_READING TEXT_:
In an interview with ABC Melbourne radio host Jon Faine this week, Prime Minister Malcolm Turnbull suggested that “a wealthy man” like Faine should “shell out” for his children to buy a home. “You can provide a bit of inter-generational equity in the Faine family,” Turnbull said.

The issue of housing affordability has become increasingly prominent in recent months. Labor's proposed changes to negative gearing are partly designed to address perceptions that first home buyers are being squeezed out by baby boomer investors and will only be able to afford houses if there's a property collapse. However, some studies suggest that fundamental affordability hasn't changed.

Opposition Leader Bill Shorten seized on Turnbull's comments during question time and said Turnbull was "out of touch". "Is that really the Prime Minister's advice for young Australians struggling to buy their first home? Have rich parents?" he said, the Sydney Morning Herald reported.

Faine would certainly need a relatively large sum of money to help his children out. A 20% deposit for a median-priced house in Melbourne would run to $117,000.

The evidence suggests that Turnbull has probably assisted his own children in this way. Labor Senator Doug Cameron asked during question time if Turnbull had helped his daughter, a history teacher, purchase her multi-million dollar unit in Sydney’s eastern suburbs.

"I know that history teachers in New South Wales, after a number of years of experience, are on about $65,000 a year. But Miss Daisy Turnbull Brown is able to buy a sub-penthouse, with knockout views of the harbour and city skyline, in 2008 - she was then aged 23 - for the pricey sum of $2.7 million," Cameron said.

A 20% deposit for a $2.7 million would be $540,000, and the monthly repayments on a 30-year loan for the remainder at 5.5% per annum would come to $12,264.24.

_SUPPLIED RECORDS_:
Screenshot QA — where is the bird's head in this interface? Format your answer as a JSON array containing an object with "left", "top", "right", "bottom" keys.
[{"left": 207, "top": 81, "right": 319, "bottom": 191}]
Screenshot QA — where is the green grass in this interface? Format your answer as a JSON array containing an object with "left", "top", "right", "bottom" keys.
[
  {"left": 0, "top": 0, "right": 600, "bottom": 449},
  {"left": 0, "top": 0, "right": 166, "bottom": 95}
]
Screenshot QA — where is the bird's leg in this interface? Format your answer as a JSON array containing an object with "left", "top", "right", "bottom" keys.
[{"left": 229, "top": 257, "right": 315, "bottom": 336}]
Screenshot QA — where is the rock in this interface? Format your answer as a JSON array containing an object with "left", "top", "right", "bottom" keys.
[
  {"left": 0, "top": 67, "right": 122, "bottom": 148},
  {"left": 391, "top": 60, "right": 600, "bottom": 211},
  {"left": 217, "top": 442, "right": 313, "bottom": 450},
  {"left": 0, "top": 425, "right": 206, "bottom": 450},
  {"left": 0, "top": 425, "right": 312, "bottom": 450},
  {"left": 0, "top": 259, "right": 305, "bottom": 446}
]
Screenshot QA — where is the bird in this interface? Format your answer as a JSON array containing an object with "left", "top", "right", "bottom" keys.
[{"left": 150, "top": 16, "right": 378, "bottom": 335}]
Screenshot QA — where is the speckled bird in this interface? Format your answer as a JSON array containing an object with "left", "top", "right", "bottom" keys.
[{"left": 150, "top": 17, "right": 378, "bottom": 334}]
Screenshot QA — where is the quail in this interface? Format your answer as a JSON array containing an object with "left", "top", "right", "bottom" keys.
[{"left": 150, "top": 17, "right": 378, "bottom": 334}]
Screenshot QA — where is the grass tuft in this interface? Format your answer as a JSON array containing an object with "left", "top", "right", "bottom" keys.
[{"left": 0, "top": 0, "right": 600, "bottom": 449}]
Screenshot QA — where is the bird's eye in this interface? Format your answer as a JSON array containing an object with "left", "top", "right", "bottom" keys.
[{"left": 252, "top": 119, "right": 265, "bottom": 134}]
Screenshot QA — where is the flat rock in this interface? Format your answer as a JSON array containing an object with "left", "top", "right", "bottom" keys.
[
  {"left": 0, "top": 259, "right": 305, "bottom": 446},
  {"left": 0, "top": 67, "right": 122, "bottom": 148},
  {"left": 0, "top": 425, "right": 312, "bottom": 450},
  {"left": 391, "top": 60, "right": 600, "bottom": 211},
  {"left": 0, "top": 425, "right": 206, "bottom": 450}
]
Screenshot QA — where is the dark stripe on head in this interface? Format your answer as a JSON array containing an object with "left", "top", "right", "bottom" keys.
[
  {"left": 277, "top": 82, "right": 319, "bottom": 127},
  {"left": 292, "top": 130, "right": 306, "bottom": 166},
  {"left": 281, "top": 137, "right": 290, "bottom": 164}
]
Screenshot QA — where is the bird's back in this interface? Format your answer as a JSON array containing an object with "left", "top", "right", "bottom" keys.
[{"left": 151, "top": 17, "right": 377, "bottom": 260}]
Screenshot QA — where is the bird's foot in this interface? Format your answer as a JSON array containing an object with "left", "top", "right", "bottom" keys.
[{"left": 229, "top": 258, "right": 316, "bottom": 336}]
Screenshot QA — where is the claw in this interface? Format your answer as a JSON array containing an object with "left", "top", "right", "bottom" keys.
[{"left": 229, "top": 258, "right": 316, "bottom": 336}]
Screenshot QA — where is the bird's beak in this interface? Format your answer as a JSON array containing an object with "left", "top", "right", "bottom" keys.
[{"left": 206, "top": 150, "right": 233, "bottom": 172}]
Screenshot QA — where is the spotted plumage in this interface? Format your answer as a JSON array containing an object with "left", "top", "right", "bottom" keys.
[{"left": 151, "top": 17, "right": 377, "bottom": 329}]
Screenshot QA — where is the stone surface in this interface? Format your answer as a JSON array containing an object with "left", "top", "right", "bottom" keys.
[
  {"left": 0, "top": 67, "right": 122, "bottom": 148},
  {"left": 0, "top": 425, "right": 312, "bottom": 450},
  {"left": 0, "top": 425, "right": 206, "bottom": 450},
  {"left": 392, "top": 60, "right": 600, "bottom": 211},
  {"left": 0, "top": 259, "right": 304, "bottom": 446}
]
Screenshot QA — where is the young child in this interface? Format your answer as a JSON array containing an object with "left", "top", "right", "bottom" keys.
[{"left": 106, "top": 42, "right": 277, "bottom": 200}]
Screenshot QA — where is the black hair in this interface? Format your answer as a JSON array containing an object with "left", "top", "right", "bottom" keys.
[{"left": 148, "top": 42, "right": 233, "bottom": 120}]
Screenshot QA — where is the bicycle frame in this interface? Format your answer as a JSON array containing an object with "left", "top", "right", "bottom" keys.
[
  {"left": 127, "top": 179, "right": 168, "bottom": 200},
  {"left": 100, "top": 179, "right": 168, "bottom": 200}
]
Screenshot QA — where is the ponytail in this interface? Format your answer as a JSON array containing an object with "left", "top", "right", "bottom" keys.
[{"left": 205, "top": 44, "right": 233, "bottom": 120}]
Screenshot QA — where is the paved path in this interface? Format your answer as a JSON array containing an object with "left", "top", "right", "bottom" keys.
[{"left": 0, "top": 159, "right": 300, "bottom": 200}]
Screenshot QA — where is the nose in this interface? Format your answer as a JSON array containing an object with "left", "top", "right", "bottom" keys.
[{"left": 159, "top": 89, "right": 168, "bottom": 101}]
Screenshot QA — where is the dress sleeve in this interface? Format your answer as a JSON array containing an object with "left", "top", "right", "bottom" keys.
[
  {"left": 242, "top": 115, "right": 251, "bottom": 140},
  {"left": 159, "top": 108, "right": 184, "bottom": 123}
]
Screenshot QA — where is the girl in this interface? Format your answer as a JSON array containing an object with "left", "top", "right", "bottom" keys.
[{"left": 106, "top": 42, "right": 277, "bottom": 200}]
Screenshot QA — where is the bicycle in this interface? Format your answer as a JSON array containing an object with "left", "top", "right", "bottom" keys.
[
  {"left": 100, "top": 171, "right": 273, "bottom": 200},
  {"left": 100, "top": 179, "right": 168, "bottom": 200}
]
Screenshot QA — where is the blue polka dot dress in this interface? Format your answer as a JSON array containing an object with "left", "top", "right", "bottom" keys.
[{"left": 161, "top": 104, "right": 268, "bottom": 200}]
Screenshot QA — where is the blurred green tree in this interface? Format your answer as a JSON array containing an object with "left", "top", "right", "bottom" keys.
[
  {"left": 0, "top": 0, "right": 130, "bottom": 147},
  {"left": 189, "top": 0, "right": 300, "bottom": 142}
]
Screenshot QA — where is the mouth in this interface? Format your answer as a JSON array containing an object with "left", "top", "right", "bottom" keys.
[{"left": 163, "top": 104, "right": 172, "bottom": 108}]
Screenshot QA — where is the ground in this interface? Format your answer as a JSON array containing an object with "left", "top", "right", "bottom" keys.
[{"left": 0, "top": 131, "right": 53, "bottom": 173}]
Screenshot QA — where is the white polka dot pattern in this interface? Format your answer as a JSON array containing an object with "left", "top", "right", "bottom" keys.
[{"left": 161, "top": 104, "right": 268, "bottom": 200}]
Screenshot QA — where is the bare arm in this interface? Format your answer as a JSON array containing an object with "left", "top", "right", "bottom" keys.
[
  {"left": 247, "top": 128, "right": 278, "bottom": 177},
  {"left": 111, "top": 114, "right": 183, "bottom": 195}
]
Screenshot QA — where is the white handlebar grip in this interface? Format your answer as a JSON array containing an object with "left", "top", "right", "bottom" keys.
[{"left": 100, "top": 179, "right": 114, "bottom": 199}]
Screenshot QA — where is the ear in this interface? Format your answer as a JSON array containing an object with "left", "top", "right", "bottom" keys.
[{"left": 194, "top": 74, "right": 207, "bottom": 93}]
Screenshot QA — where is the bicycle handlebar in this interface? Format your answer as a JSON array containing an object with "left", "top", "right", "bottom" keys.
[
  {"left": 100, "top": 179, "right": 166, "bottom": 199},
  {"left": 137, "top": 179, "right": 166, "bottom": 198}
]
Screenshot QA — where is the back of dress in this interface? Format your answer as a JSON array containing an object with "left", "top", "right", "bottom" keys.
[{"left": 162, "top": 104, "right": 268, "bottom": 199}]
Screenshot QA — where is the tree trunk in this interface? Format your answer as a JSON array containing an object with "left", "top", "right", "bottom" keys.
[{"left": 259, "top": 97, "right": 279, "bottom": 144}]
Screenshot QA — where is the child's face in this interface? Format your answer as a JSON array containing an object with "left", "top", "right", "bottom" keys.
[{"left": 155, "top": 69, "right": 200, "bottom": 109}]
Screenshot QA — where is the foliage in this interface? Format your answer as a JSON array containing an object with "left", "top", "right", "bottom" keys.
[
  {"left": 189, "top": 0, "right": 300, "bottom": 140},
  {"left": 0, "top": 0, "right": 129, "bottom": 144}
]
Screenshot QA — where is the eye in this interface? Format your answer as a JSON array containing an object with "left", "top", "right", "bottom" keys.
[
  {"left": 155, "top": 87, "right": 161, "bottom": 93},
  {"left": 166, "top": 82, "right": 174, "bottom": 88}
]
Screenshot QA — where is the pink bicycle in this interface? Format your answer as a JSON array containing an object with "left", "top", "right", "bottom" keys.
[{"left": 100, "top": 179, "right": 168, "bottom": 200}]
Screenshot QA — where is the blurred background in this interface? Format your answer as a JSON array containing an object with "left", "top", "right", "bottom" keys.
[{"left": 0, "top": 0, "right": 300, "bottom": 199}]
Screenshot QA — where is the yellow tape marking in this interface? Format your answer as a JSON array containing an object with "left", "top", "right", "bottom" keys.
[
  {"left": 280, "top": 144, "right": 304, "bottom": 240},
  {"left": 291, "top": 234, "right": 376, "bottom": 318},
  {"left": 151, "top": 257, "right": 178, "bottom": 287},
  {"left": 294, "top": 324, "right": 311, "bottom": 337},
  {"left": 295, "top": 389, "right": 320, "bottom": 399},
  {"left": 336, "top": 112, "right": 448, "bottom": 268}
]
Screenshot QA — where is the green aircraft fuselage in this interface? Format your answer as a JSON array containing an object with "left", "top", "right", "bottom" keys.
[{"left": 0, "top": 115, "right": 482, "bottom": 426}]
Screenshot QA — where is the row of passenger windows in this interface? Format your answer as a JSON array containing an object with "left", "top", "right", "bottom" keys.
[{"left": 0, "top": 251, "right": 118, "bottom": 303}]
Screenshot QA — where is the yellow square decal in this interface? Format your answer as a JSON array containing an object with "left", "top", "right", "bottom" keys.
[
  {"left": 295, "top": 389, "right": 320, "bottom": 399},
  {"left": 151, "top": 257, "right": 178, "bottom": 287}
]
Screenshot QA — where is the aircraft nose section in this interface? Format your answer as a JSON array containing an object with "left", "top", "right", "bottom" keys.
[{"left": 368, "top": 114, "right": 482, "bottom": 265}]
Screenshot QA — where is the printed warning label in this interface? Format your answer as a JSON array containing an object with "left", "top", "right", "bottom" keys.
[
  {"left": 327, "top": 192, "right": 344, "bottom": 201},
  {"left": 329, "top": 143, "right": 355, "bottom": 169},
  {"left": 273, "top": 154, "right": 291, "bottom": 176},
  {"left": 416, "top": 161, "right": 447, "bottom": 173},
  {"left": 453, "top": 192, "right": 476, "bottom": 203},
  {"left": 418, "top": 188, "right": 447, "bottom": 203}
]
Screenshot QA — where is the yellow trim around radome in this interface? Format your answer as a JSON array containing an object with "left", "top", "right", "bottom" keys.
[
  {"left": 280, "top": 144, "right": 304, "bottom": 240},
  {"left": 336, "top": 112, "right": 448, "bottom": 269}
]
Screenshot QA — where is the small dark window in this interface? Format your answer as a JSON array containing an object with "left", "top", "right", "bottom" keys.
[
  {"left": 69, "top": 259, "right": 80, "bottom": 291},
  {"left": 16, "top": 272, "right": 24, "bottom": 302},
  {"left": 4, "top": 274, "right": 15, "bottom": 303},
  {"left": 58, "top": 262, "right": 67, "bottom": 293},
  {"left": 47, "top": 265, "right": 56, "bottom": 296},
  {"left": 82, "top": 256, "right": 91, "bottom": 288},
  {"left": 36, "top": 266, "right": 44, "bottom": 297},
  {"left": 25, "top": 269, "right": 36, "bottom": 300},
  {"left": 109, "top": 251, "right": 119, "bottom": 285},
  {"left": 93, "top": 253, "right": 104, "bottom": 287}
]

_AIM_: Return the passage of the housing affordability article from "Faine would certainly" up to and including "Sydney’s eastern suburbs.", copied word for word.

_WRITTEN REPLY_:
Faine would certainly need a relatively large sum of money to help his children out. A 20% deposit for a median-priced house in Melbourne would run to $117,000.

The evidence suggests that Turnbull has probably assisted his own children in this way. Labor Senator Doug Cameron asked during question time if Turnbull had helped his daughter, a history teacher, purchase her multi-million dollar unit in Sydney’s eastern suburbs.